__CEL__.
Na podstawie tekstu z przepisami poniżej wyjaśnij, dlaczego oponki karnawałowe robi się bardzo szybko.

__WYODRĘBNIONY TEKST__.
^^^^^^^^^^^^^^^^

Kilka najlepszych przepisów polecają Panie z Koła.
Faworki Prezeski
Składniki: 2 szkl. mąki, 6 żółtek, 2 łyżki cukru pudru, 3 łyżki śmietany kwaśnej, 2 łyżki margaryny czubate, 1 łyżka spirytusu lub octu, szczypta soli, olej do smażenia.
Wykonanie: wszystkie składniki dobrze wyrobić, rozwałkować i wykrawać faworki, smażyć na głębokim tłuszczu.
Oponki karnawałowe
Oponki to takie szybkie pączki z dziurką w środku, pulchne, mięciutkie i bardzo dobre. Robi się się je bardzo szybko, nie trzeba ich długo wyrabiać, nie muszą wcześniej rosnąć, a rosną w czasie smażenia. Te oponki są z dodatkiem proszku do pieczenia, ważne szczególnie dla tych, co nie lubią zapachu sody.

^^^^^^^^^^^^^^^^

__ZAWARTOŚĆ DANYCH__.
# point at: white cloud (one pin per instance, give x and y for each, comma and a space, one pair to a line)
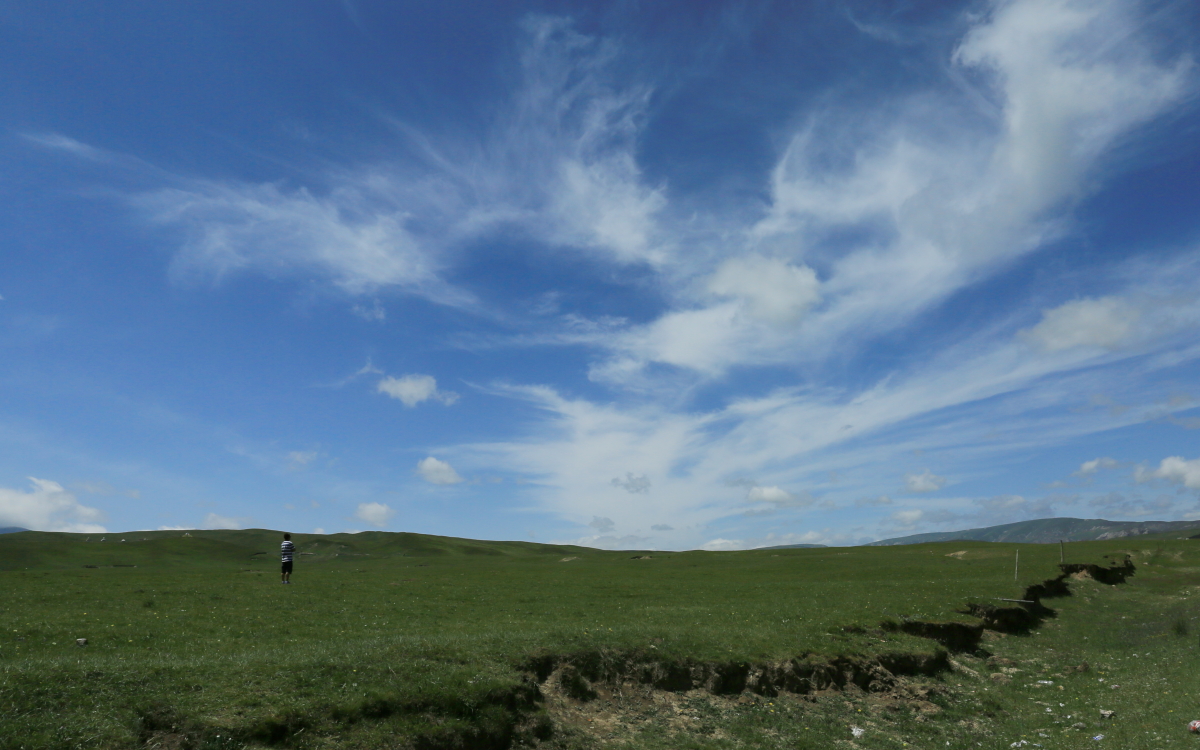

^^^^^^^^^^^^^^^^

__ROZWIĄZANIE ZADANIA__.
Ciasta na oponki nie trzeba długo wyrabiać ani zostawiać do wyrośnięcia przed smażeniem, bo oponki rosną w czasie smażenia.